[TO-DO LIST]:
- 1) List every place in France that the passage about travel in France and Berlin place names mentions by name.
- 2) In the passage about travel in France and Berlin place names, whose song mentions Dieulefit?
- 3) Write the next few sentences of the passage about travel in France and Berlin place names, following on from its last line.

One of my idle plans (together with moving to some Arabian city-state without income tax, or to Tajikistan to get the language fluent to my satisfaction) is to spend a summer wandering around France. I’ve spent a weekend in Paris, but that’s the extent of my experience there, despite working with and getting to know lots of French people over the years—this is a shame, because at least St. Malo and Carcassonne look spectacular, and I’m sure there’s a lot more to it.

And it occurs to me that one amusing thing to do during that would be to visit Dieulefit and, when asked, say that I was there purely on the grounds of the Jacques Brel song, and watch how people react. He mentions it only in the context of

« Meme si on m’appelle Dieu le Père
« Celui qui est dans l’annuaire
« Entre Dieulefit et Dieu vous garde … »

so I can well imagine it fazing them.

In contrast to France (well, to big parts of it, Dieulefit excepted, perhaps) and to Ireland, in (local) historical times Berlin has only been settled by people speaking what is (or what developed into) the current everyday language. This means that the place names are in large part understandable German; and they can be striking in their meaning (especially without further investigation!).

[RECORD SET]:
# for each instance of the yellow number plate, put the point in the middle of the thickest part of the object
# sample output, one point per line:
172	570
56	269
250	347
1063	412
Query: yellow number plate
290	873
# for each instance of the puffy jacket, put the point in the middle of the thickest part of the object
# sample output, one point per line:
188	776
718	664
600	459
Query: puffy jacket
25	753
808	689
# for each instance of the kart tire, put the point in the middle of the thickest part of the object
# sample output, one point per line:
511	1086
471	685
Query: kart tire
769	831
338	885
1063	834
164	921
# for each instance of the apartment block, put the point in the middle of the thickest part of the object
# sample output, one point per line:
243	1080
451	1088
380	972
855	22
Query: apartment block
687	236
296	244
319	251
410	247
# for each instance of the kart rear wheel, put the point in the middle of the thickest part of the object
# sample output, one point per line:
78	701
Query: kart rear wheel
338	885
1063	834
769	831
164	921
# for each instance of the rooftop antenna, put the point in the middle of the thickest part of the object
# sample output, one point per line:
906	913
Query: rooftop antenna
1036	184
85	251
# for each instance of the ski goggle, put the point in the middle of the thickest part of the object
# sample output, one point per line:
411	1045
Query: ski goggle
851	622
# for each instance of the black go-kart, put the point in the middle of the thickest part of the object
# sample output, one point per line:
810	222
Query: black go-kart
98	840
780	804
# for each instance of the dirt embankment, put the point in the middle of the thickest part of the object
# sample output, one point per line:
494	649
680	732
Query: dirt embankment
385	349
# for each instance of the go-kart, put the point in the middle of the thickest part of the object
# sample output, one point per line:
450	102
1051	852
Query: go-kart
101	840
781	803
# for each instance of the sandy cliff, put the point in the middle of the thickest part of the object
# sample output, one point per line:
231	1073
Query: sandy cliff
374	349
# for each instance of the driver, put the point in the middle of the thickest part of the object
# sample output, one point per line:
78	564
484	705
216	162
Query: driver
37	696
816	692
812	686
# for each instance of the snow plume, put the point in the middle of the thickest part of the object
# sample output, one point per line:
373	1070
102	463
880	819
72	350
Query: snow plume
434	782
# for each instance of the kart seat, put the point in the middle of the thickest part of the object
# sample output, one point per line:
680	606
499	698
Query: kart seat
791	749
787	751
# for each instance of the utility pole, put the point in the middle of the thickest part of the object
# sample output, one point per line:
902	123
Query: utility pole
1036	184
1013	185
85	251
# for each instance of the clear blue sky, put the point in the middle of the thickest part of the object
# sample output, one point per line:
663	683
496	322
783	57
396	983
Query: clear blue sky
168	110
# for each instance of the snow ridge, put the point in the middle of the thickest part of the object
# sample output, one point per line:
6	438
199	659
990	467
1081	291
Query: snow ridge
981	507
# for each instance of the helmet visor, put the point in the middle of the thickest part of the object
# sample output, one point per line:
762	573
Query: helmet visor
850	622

[OUTPUTS]:
- 1) Paris, St. Malo, Carcassonne, Dieulefit

- 2) Jacques Brel's

- 3)
I change trains every day at Jungfernheide; “distant young heathen (!?!)” (okay, it’s actually named for some heathland that was owned by a convent, (full of »Jungfern«)), another station is Gleisdreieck “triangular rail lines, platform,” another Holzhauser Straße “wooden house street” , another Hohenzollernplatz “high tolls square” (okay, with this one, the family name of the kings of Prussia occurred to me long before the detailed translation), another Feuerbachstraße “fire brook street” and so on. It’s nice to have one more source of a few minutes’ amusement in your day, I find.

Word of the day: El Reino Unido is Spanish for the UK; they use Gran Bretaña for it quite a bit, and tangentally Bretaña means “Brittany,” as you would expect.


Get a touring bike and go! what fun!

(I like to imagine that where you currently live you can throw a rock and hit someone playing a German style boardgame. Please don’t aim at that punk if you test this.)


Unhappily, no, it’s not that easy—you saw on the Wikipedia page that there were 1,000,000 of Carcassonne sold? There are eighty million Germans. I do have at least one colleague into that sort of gaming, though.